■ **Stated problem**
Copy the lines below verbatim, keeping every character and line break unchanged.

#### Provided data

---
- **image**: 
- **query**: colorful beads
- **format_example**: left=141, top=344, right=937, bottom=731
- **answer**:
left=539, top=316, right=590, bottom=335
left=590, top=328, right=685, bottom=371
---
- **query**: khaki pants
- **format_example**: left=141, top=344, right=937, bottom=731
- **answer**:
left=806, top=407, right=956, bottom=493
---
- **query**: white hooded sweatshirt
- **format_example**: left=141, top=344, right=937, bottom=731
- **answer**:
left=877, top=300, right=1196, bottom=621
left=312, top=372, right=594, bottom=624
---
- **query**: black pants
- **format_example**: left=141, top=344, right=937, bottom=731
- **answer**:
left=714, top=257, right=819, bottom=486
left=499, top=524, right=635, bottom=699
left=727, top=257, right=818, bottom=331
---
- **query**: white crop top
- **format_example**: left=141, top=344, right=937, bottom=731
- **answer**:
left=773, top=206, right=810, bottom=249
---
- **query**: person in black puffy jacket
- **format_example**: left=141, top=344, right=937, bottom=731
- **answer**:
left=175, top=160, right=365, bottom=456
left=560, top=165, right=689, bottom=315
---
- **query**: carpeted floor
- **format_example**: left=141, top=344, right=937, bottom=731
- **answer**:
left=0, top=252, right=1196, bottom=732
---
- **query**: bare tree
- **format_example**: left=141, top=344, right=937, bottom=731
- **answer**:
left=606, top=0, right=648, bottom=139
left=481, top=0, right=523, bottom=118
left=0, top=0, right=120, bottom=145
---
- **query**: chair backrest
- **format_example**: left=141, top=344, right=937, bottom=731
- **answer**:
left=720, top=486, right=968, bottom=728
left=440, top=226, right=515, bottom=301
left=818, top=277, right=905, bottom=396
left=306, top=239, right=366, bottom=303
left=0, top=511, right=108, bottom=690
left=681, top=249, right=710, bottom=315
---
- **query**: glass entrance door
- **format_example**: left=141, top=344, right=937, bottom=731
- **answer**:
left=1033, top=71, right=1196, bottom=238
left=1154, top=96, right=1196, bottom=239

########

■ **Exercise output**
---
- **image**: 
- **query**: colorful beads
- **format_example**: left=141, top=344, right=937, bottom=731
- **answer**:
left=539, top=316, right=590, bottom=335
left=590, top=328, right=685, bottom=371
---
- **query**: khaki pants
- **format_example**: left=141, top=344, right=937, bottom=731
- **answer**:
left=806, top=407, right=956, bottom=493
---
- **query**: white hooded sweatshirt
- **format_example**: left=141, top=344, right=937, bottom=731
- **answer**:
left=877, top=300, right=1196, bottom=621
left=312, top=372, right=594, bottom=624
---
- **query**: black pants
- **format_example**: left=141, top=344, right=937, bottom=731
- **answer**:
left=714, top=257, right=819, bottom=486
left=499, top=524, right=635, bottom=699
left=727, top=257, right=818, bottom=331
---
- **query**: white crop top
- **format_example**: left=141, top=344, right=937, bottom=731
- **answer**:
left=773, top=206, right=810, bottom=249
---
- **query**: person in black puffy jacket
- **format_example**: left=141, top=344, right=937, bottom=731
- **answer**:
left=175, top=160, right=365, bottom=456
left=560, top=165, right=689, bottom=315
---
- **query**: carpeted floor
- **format_example**: left=141, top=344, right=937, bottom=731
- **answer**:
left=0, top=252, right=1196, bottom=732
---
- **query**: bare tree
- **format_example**: left=141, top=344, right=937, bottom=731
- **answer**:
left=606, top=0, right=648, bottom=139
left=481, top=0, right=523, bottom=118
left=0, top=0, right=120, bottom=145
---
- **query**: chair backrest
- **format_example**: left=141, top=344, right=937, bottom=731
- **answer**:
left=720, top=486, right=968, bottom=728
left=440, top=226, right=515, bottom=301
left=818, top=277, right=905, bottom=396
left=306, top=239, right=366, bottom=303
left=0, top=511, right=108, bottom=690
left=681, top=249, right=710, bottom=315
---
- **query**: glass entrance door
- **format_example**: left=141, top=344, right=937, bottom=731
- **answer**:
left=1033, top=71, right=1196, bottom=238
left=1154, top=96, right=1196, bottom=239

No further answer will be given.